• [PROMPT 1]
Answer these questions about the order excerpt:
(a) Which judge's name heads the order excerpt?
(b) To which bank was the SWIFT message sent?
(c) What does BRJ claim about the SWIFT message?
• [PROMPT 2]
How many lines in the entries contain the string "item", with case counting? Reply with the number alone.

━━━ PAGE EXTRACT

KIMBA M. WOOD, District Judge.
Throughout this case, Defendant Banco BRJ S.A. ("BRJ") has maintained that it never discussed or issued a letter of credit in favor of Plaintiff Dorchester Financial Holdings Corporation ("Dorchester"). Dorchester has submitted several documents that, on their face, suggest otherwise. One of those documents is an unauthenticated message sent through the Society of Worldwide Interbank Telecommunication ("SWIFT") to Chase Manhattan Bank, ostensibly by BRJ, which confirms the issuance of a letter of credit in Dorchester's favor. (See SWIFT Message [ECF No. 14, Ex. 11]). BRJ claims that the SWIFT message is counterfeit, and has stated in response to Dorchester's discovery requests that it has no documents related to the message. (See BRJ's Mot. to Dismiss Mem. at 2 [ECF No. 11]; BRJ's Mot. in Opp. Mem. at 2 [ECF No. 87]). That statement has given rise, directly or indirectly, to several discovery disputes, which this Order resolves.

━━━━━━
━━━ DATA FOR THE TASK

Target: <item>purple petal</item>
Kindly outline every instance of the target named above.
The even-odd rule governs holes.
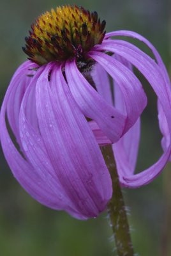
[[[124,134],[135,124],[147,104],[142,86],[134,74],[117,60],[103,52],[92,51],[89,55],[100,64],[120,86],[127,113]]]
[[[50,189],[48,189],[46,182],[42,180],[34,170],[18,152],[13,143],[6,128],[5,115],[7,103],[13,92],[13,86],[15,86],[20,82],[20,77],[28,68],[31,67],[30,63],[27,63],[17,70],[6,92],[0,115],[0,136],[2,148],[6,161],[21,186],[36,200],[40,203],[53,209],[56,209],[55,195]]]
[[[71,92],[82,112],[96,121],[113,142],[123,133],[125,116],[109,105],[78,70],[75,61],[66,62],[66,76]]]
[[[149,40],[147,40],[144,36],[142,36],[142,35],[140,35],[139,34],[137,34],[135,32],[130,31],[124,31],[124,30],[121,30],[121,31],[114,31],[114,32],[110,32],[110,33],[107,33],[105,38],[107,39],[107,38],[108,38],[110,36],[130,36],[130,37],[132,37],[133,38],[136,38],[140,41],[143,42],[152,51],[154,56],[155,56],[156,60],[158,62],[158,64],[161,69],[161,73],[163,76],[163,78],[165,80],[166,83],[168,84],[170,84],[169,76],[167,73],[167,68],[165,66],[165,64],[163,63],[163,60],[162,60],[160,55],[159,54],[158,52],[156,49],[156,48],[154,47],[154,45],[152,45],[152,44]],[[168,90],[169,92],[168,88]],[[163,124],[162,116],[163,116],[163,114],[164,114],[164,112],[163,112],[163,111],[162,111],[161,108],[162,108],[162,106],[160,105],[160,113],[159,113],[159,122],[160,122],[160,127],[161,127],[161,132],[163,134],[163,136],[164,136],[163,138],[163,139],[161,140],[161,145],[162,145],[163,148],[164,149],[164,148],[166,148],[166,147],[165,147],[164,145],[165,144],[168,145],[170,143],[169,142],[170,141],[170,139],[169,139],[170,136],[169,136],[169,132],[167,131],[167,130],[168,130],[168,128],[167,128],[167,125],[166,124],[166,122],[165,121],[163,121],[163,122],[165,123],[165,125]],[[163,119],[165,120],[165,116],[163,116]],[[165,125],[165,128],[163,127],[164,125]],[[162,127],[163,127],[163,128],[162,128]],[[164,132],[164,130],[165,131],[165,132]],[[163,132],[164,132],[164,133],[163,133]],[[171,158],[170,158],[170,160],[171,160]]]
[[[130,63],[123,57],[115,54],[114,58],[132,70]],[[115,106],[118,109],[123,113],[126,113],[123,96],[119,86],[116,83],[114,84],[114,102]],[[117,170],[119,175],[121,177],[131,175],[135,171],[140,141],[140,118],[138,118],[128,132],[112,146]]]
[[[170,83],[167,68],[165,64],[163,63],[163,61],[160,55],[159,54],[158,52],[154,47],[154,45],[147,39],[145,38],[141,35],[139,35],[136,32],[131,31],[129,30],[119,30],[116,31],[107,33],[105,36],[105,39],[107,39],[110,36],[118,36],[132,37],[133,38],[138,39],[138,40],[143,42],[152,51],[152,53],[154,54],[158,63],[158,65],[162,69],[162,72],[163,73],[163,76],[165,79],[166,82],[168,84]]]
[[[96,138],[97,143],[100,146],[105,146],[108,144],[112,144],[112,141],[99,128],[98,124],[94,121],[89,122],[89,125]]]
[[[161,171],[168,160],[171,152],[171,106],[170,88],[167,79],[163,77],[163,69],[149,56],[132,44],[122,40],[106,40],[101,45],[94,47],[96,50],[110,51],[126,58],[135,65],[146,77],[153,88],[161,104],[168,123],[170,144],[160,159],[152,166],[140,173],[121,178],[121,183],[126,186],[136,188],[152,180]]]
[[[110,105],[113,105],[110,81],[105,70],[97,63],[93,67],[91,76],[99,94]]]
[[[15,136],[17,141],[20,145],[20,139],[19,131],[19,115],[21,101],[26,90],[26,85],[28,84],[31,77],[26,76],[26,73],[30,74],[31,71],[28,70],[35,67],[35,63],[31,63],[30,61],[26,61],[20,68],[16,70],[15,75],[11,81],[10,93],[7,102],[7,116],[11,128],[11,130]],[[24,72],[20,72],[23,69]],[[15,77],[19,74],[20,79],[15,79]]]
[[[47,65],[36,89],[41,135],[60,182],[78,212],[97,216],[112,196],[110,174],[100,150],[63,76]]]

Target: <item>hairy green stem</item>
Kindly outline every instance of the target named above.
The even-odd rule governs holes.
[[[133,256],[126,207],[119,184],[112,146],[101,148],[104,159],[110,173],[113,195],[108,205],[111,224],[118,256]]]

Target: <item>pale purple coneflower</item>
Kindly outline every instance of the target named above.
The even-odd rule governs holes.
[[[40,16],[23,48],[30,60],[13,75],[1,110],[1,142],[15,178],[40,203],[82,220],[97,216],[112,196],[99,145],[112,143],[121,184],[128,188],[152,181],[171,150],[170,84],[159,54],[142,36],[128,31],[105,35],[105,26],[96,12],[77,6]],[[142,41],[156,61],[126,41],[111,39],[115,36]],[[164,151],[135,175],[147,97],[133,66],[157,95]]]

━━━━━━

• [OUTPUT 1]
(a) Kimba M. Wood
(b) Chase Manhattan Bank
(c) That it is counterfeit

• [OUTPUT 2]
3